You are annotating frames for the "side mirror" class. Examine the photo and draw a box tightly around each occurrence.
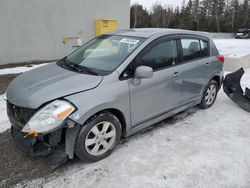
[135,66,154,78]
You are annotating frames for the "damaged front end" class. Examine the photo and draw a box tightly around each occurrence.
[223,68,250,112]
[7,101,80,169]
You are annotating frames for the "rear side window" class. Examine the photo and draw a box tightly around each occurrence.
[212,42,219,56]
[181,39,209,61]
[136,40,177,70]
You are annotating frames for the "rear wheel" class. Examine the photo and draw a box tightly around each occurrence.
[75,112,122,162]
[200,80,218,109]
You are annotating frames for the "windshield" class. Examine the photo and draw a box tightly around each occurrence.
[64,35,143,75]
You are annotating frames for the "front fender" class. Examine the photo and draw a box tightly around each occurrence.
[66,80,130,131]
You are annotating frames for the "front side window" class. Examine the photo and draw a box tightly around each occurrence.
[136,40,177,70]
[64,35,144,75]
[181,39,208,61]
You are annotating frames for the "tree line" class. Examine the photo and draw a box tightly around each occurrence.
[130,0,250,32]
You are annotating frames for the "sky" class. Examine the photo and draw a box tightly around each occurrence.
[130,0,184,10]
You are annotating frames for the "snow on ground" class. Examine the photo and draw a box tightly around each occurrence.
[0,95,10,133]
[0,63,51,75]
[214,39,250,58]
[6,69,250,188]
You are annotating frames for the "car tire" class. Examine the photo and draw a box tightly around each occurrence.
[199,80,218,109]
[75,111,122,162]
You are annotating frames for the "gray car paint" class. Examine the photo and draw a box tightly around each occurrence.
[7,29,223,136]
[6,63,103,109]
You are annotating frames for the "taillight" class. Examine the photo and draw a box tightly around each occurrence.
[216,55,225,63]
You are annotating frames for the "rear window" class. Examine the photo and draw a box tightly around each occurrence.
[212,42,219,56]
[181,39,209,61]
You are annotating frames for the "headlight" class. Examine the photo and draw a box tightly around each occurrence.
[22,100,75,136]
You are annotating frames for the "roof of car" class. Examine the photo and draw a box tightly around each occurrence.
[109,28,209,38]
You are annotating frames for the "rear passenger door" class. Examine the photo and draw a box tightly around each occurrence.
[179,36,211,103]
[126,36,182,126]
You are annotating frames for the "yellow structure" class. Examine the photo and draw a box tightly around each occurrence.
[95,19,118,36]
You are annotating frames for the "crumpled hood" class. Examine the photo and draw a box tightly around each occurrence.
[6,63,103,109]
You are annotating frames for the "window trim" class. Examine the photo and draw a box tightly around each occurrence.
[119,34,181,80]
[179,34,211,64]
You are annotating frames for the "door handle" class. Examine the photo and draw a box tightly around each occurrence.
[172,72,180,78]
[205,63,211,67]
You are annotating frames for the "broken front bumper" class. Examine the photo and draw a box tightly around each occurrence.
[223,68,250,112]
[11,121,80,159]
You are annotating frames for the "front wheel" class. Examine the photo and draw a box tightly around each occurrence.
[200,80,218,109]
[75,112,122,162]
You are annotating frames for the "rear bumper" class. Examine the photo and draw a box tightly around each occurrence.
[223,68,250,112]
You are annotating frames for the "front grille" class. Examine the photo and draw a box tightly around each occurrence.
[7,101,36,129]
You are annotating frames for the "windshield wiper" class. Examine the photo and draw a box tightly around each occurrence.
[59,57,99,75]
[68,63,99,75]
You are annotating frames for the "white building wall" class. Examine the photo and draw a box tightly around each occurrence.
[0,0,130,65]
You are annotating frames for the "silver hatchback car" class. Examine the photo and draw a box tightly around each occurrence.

Exercise prompt | Render every line of the records above as a JSON list of strings, one string per line, skipping blank lines and leaving out the pictures.

Finished answer |
[
  "You are annotating frames for the \"side mirror\" class. Examine the photo and draw a box tightly around each occurrence.",
  "[135,66,154,78]",
  "You are annotating frames for the \"damaged front end\" class. Examine the photo and draw a box tightly around each occurrence.",
  "[223,68,250,112]",
  "[7,101,80,169]",
  "You are annotating frames for the \"rear side window\" class. Examine the photo and draw a box tightly around each occurrence.",
  "[212,42,219,56]",
  "[181,39,209,61]",
  "[136,40,177,70]",
  "You are annotating frames for the \"rear wheel\" class. Examine the photo and draw a box tightly around each occurrence.",
  "[75,112,122,162]",
  "[200,80,218,109]",
  "You are annotating frames for the \"windshield\" class. Examine the photo and draw a box tightly around each occurrence.",
  "[64,35,143,75]",
  "You are annotating frames for the \"front fender\" class. Examine the photo and draw a box tightly around each occurrence.",
  "[66,80,130,131]",
  "You are annotating frames for the \"front side window\" class. Examine the photo and draw a box tightly around each occurrence.",
  "[136,40,177,70]",
  "[64,35,144,75]",
  "[181,39,208,61]",
  "You are annotating frames for the \"tree line\" class. Examine the photo and draw a box tightly around each occurrence.",
  "[130,0,250,32]",
  "You are annotating frames for the \"sky\" class. Examine the photo and draw a box tightly around each occurrence.",
  "[130,0,184,10]",
  "You are annotating frames for the \"snow on ground\" class. Examine the photo and draw a box tightly around each occurrence.",
  "[0,95,10,133]",
  "[0,63,51,75]",
  "[214,39,250,58]",
  "[6,69,250,188]",
  "You are annotating frames for the \"car tire\" class. Examine the photo and draw a box tightly around each occurrence.",
  "[199,80,218,109]",
  "[75,111,122,162]",
  "You are annotating frames for the \"gray car paint\" class. Examine the photo and draw a box tightly around each occurrence.",
  "[7,29,223,136]",
  "[6,63,103,109]",
  "You are annotating frames for the \"taillight\" class. Examine the photo and draw a box tightly around each occurrence.",
  "[216,55,225,63]",
  "You are annotating frames for the \"rear window\" class. Examine the photo and draw a box tightly around each occurrence.",
  "[212,42,219,56]",
  "[181,39,209,61]",
  "You are annotating frames for the \"headlight\" class. Examine the photo and draw a box tightly around each occurrence.",
  "[22,100,75,136]",
  "You are annotating frames for the \"roof of car\" class. Examine the photo and draw a box tightly around each occurrence.",
  "[109,28,209,38]",
  "You are annotating frames for the \"rear passenger door\" class. Examine the photo and draw a box tightly around each occurrence.",
  "[179,36,211,103]",
  "[126,36,182,126]",
  "You are annotating frames for the \"yellow structure\" class. Examine the photo and draw a box tightly around each occurrence.",
  "[95,19,118,36]",
  "You are annotating frames for the \"crumpled hood\" class. Examine the photo and draw a box tightly around each occurrence.",
  "[6,63,103,109]",
  "You are annotating frames for the \"window trim\" class. Examine the photo and draw a box tightly around each occurrence.",
  "[119,34,181,80]",
  "[179,34,211,64]",
  "You are annotating frames for the \"door handle\" class. Examine the photo and draw a box tightly around each occurrence.",
  "[172,72,180,78]",
  "[205,63,211,67]",
  "You are annotating frames for the \"broken front bumper\" class. Examine the photo and draw a box tightly around each occurrence.",
  "[223,68,250,112]",
  "[11,121,80,159]",
  "You are annotating frames for the \"front wheel\" class. Examine the photo and draw a box tightly around each occurrence.",
  "[200,80,218,109]",
  "[75,112,122,162]",
  "You are annotating frames for the \"rear bumper\" class. Examine the photo and draw a box tightly around each occurrence.",
  "[223,68,250,112]",
  "You are annotating frames for the \"front grille\" class. Examine the photo and draw a box tightly around each occurrence.",
  "[7,101,36,129]",
  "You are annotating frames for the \"windshield wiper\" class. Examine the photo and draw a box tightly around each occurrence.",
  "[59,57,99,75]",
  "[68,63,99,75]",
  "You are annotating frames for the \"white building wall\" class. Examine the photo and draw a box tightly around each occurrence.",
  "[0,0,130,65]",
  "You are annotating frames for the \"silver hatchback car\" class. Examine the photo and draw a box tightly around each occurrence."
]